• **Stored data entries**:
· · ·
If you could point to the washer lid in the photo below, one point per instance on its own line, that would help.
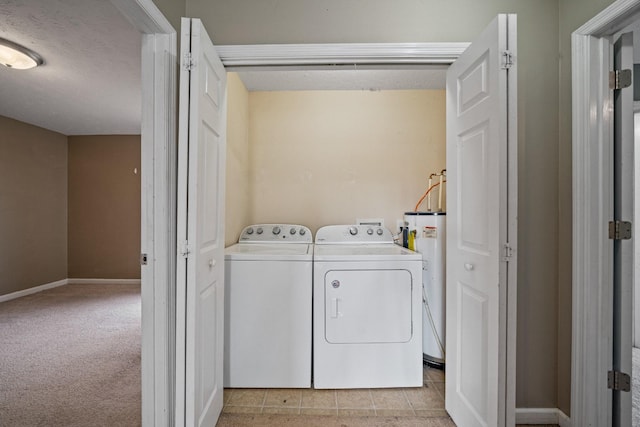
(369, 252)
(269, 252)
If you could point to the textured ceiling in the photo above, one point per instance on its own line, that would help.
(90, 82)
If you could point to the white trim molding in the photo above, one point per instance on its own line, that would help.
(158, 146)
(538, 416)
(592, 285)
(63, 282)
(35, 289)
(80, 281)
(340, 54)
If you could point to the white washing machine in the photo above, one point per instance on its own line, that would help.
(268, 302)
(367, 310)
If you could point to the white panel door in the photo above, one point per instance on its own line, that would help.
(623, 258)
(201, 173)
(481, 144)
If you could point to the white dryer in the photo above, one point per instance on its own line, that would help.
(268, 302)
(367, 310)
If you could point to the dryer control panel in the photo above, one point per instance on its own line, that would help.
(353, 234)
(273, 233)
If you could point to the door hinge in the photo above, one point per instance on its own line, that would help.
(619, 230)
(507, 252)
(187, 62)
(619, 381)
(620, 79)
(507, 60)
(184, 250)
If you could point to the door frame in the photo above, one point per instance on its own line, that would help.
(158, 192)
(592, 269)
(381, 55)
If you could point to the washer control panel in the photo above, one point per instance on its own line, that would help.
(353, 234)
(287, 233)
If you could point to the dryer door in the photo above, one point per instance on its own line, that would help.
(368, 306)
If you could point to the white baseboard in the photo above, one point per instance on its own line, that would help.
(76, 281)
(35, 289)
(542, 416)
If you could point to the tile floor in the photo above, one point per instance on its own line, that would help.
(427, 401)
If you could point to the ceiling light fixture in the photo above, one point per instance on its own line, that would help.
(13, 55)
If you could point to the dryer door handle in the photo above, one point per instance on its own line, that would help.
(334, 308)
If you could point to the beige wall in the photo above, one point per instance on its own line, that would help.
(237, 186)
(33, 206)
(310, 21)
(104, 207)
(329, 157)
(573, 13)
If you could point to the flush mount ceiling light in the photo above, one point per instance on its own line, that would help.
(13, 55)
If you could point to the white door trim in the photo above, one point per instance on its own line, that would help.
(592, 209)
(314, 55)
(158, 181)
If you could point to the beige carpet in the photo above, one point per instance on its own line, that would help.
(70, 356)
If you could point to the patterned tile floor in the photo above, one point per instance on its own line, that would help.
(427, 401)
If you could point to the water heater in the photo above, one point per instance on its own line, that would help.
(428, 235)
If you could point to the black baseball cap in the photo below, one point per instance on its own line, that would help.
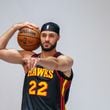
(51, 26)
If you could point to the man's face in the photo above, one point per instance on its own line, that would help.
(48, 40)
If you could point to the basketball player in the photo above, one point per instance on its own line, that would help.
(48, 74)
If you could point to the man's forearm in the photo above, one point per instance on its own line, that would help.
(49, 62)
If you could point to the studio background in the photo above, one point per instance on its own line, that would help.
(85, 36)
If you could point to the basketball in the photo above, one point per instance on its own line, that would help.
(29, 38)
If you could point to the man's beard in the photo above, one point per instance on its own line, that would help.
(50, 48)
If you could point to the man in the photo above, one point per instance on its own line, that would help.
(48, 74)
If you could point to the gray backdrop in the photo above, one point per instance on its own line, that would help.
(85, 36)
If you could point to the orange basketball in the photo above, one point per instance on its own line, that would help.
· · ·
• **What is being asked**:
Exactly as written, return each line above and leave the pictures behind.

• **Expected answer**:
If you could point to the washer lid in the photo below, one point per instance on its own line, that would help.
(369, 252)
(269, 252)
If you could point to the textured ceiling in the photo above, one point per instance on its own line, that would help.
(90, 82)
If you could point to the white trim molding in the photo above, one point per instance on its own line, that would help.
(158, 146)
(538, 416)
(592, 285)
(63, 282)
(35, 289)
(80, 281)
(340, 54)
If you could point to the white washing machine in the photo above, one point per instance on its own line, that would help.
(268, 302)
(367, 310)
If you could point to the white panel door in the photo above, one point per instance on its own line, that would help.
(623, 258)
(201, 173)
(481, 144)
If you could point to the white dryer in the photo above, one point per instance on its own line, that would help.
(268, 302)
(367, 310)
If you could point to the dryer control panel in the photo above, one point per instance on its own line, that would help.
(353, 234)
(273, 233)
If you could point to the door hinge in the photo above, one point per instance on its own line, that would help.
(619, 230)
(507, 252)
(187, 62)
(619, 381)
(620, 79)
(507, 60)
(184, 250)
If you could point to the door frame in the photo above, one point per instance on its own line, that would help.
(158, 192)
(592, 269)
(381, 55)
If you could point to the washer control panel in the photo above, one point per instance on its own line, that would help.
(353, 234)
(287, 233)
If you could point to the dryer door in the photo above, one point per instance on its own line, that would help.
(368, 306)
If you could point to the white baseboard in the photo above, one point per instance on its own line, that would help.
(76, 281)
(35, 289)
(542, 416)
If you could point to the tile floor in the photo above, one point per instance on its own line, that would help.
(427, 401)
If you could point to the ceiling light fixture in the photo above, one point per instance on its own line, that would help.
(13, 55)
If you could point to the dryer door handle in the photo above, one point per instance on its own line, that would help.
(334, 308)
If you could point to the beige wall in the photo above, one point per instance on its own line, that would help.
(237, 186)
(33, 206)
(310, 21)
(104, 207)
(329, 157)
(573, 13)
If you could point to the flush mount ceiling light in the photo above, one point per instance on its own line, that would help.
(13, 55)
If you could point to the white door trim in the photo above, one point per instance on its own line, that would help.
(592, 209)
(314, 55)
(158, 181)
If you could point to the beige carpet in the photo above, one point per instance on its own line, that would help.
(70, 356)
If you could point to the patterned tile floor in the photo above, one point per instance on its own line, that would help.
(427, 401)
If you could point to the water heater in the photo above, one point per instance on its own line, that would help.
(428, 235)
If you could point to the black baseball cap in the photo below, one point per instance on its own line, that would help.
(51, 26)
If you could point to the man's face in the photo above, one point per instance on its own line, that would help.
(48, 40)
If you could point to the basketball player in the photo above, one point per instance on its own line, that would help.
(48, 74)
If you could point to the man's forearm in the photo above, one point per instance on its own line, that would help.
(49, 62)
If you could point to the studio background in the photo above, one point per instance on its own line, that would help.
(85, 36)
If you could point to the basketball in the photo above, one point per instance on its own line, that would help.
(29, 38)
If you could point to the man's beard in the photo above, one point per instance on its own line, that would help.
(50, 48)
If you could point to the man in the photo above, one point per instance on its own line, that would help.
(48, 74)
If you could point to the gray backdrop in the photo above, one point per instance on its own line, that would help.
(85, 36)
If you could point to the orange basketball in the photo above, one point per instance on its own line, that would help.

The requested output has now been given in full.